§ Texte cité

Nouvelle descente au du bouveau le 5 avril, plusieurs fossiles y sont récoltés. L’ingénieur Latinis les identifie comme étant des branches d’arbres. Le directeur Fagès n’est pas de cet avis et y voit des ossements de gros animaux. Il décide de suspendre toute activité dans le bouveau.

S’en suivent plusieurs « expertises ». Un médecin local, le Docteur Lhoir, semble avoir jeté un fragment fossile dans le feu et, voyant qu’il s’enflammait, de conclure qu’il s’agissait effectivement d’ossements et non de bois. Le 7 avril, le directeur Fagès envoie l’ingénieur Latinis montrer les ossements au géologue François-Léopold Cornet. Celui-ci étant absent, c’est son fils qui fera la commission. Trois jours plus tard, Cornet envoie un fossile de Bernissart, possiblement une dent, au zoologiste Pierre-Joseph Van Beneden, enseignant à l’université de Louvain et étudiant les baleines fossiles de la région d’Anvers depuis une vingtaine d’années.

Pendant ce temps, le directeur Fagès se déplace à Mons le 12 avril pour faire part de la découverte à l’ingénieur principal de l’Administration des Mines, Gustave Arnould. Celui-ci fait suivre l’information au directeur du Musée royal d’Histoire Naturelle de Belgique, Edouard Dupont, en demandant l’intervention d’un contrôleur des ateliers du Musée, Louis-François De Pauw.

§ Données

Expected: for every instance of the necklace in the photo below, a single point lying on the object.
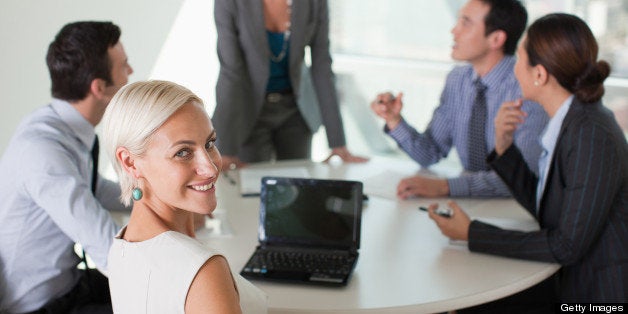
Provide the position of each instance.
(286, 36)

§ Consignes
1. Selon le texte sur les fossiles de Bernissart, à quel zoologiste Cornet envoie-t-il un fossile ?
2. Prolongez le texte sur les fossiles de Bernissart à la suite de sa dernière phrase.
Les données n'interviennent pas dans ce travail.

§ Réponses
1. À Pierre-Joseph Van Beneden, enseignant à l'université de Louvain.

2.
Le 13 avril, nouvelle descente dans le bouveau. Le préparateur De Pauw, l’ingénieur principal Arnould, le directeur Fagès et l’ingénieur Latinis sont présents. Une patte fossilisée est découverte et remontée à la surface. Le fossile, plein de pyrites, se dégradent rapidement à l’air libre. De Pauw comprend et prend rapidement en compte ce processus de fragilisation. C’est lui qui supervisera les fouilles, l’extraction, la préparation et la conservation des fossiles. Les premières caisses de fossiles partent pour le Musée royal d’Histoire Naturelle de Belgique dès le 18 avril.

Bone wars, édition belge[3]

Le 7 mai, le zoologiste Pierre-Joseph Van Benden, qui n’a jamais mis un pied à la mine et n’est même pas en contact avec la société de charbonnages, annonce publiquement et officiellement la découverte durant une séance de l’Académie royale de Belgique. Il précise que la découverte a été faite par l’ingénieur Latinis, un comble puisqu’il a toujours identifié les fossiles comme des morceaux de bois, et qu’il s’agirait, notamment en se basant sur l’émail des dents, d’Iguanodons. Il semblerait que Van Benden se soit précipité, et approprié, cette découverte un peu rapidement. Edouard Dupont, directeur du Musée royal d’Histoire Naturelle de Belgique, et le directeur Fagès sont furieux !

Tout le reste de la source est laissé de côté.